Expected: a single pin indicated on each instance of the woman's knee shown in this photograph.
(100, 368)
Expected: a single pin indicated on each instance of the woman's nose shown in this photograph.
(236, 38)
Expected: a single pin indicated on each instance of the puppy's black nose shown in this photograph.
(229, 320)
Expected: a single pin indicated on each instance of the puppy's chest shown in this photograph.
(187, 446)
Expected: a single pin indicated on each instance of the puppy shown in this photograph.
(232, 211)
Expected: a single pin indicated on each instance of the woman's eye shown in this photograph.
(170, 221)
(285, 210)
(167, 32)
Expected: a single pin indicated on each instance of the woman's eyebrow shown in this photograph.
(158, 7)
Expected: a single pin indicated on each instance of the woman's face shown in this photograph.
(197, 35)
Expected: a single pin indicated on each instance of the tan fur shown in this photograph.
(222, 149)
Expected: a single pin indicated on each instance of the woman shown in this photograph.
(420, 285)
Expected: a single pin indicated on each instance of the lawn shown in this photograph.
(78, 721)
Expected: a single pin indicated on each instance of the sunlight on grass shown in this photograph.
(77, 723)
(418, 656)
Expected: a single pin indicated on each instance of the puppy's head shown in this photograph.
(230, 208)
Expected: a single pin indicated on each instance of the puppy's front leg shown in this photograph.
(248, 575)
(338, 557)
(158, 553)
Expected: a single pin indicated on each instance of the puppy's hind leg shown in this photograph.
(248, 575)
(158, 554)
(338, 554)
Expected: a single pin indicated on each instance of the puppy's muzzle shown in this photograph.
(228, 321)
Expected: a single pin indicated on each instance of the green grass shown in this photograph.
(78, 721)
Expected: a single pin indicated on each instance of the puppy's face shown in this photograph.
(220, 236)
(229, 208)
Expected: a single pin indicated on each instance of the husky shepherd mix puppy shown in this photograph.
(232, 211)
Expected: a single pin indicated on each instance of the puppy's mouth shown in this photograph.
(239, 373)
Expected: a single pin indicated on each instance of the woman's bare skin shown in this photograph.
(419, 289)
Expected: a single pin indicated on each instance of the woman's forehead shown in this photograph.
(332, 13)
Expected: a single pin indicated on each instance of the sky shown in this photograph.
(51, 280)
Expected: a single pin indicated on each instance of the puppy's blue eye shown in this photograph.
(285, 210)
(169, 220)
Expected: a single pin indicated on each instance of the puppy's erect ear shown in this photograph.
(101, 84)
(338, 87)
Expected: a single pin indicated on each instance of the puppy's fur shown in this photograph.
******************************
Task:
Render the lines from the one containing "Expected: a single pin indicated on each instance of the sky" through the end of the items as a JSON list of strings, with one string per line and any blank lines left out.

Written response:
[
  "Expected: a single pin indicated on each instance of the sky shown in this photograph.",
  "(51, 280)",
  "Expected: a single pin indicated on each instance of the puppy's blue eye shown in this photograph.",
  "(285, 210)",
  "(169, 220)",
  "Expected: a single pin indicated on each instance of the puppy's erect ear shown in this photograph.",
  "(101, 84)",
  "(338, 87)",
  "Expected: a single pin indicated on each instance of the puppy's fur shown in this photograph."
]